_Суть задания:_ Перепишите строки материала, начиная со строки, где есть «y=176, one point per instance.», и заканчивая последней строкой материала. В ответах измените каждую координату на -24.

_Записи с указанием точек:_
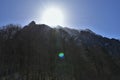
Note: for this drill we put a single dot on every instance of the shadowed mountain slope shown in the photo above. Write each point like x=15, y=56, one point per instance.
x=31, y=53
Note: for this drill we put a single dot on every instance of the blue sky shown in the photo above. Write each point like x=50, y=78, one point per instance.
x=101, y=16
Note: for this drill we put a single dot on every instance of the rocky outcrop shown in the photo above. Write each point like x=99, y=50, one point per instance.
x=32, y=54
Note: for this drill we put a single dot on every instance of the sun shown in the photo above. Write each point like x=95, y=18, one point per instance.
x=53, y=16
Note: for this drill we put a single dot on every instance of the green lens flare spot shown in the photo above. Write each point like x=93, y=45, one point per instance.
x=61, y=55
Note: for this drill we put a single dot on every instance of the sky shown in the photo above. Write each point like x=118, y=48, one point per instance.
x=100, y=16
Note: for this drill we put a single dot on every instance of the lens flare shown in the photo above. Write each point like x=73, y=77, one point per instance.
x=61, y=55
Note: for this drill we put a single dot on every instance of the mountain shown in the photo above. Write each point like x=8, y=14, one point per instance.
x=32, y=53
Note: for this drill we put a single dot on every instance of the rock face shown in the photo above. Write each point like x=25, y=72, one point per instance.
x=32, y=54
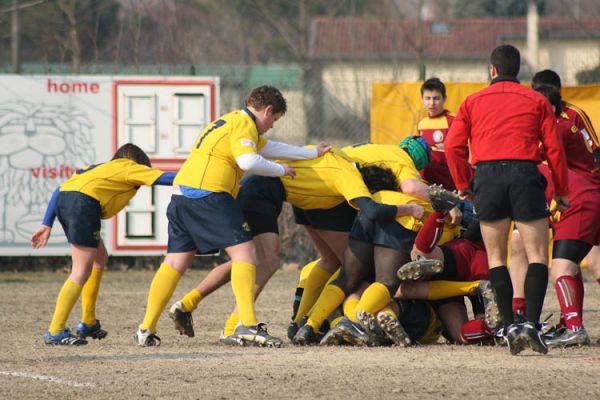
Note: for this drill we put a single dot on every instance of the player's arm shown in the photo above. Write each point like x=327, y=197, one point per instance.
x=284, y=151
x=42, y=235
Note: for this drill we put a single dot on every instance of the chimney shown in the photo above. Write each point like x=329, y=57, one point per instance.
x=532, y=35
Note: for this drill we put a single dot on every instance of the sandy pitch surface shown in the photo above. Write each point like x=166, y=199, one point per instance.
x=201, y=368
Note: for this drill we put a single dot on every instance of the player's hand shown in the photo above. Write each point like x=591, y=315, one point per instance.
x=323, y=148
x=289, y=171
x=562, y=203
x=465, y=194
x=40, y=237
x=455, y=217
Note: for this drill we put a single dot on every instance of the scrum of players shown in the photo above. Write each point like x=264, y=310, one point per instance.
x=399, y=247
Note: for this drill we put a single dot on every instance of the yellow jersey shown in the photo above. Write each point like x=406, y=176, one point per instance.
x=385, y=155
x=212, y=164
x=408, y=221
x=323, y=182
x=113, y=183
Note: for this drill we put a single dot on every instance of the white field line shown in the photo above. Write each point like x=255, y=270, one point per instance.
x=47, y=378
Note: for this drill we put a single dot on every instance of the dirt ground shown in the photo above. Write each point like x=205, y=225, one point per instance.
x=200, y=368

_Ответ на задание:_
Note: for this drill we put a single dot on every instance of the yellow jersey shown in the photo above. Write each point like x=406, y=176, one point per instance.
x=361, y=131
x=188, y=140
x=384, y=197
x=299, y=158
x=89, y=159
Note: for this drill we put a single dot on every instance of the white field line shown in the photo above. Write each point like x=255, y=270, one point per instance.
x=23, y=354
Note: for this drill we put a single dot on every instance of the dirt ground shown in the photo above. Write each point like x=205, y=225, one point per instance.
x=176, y=344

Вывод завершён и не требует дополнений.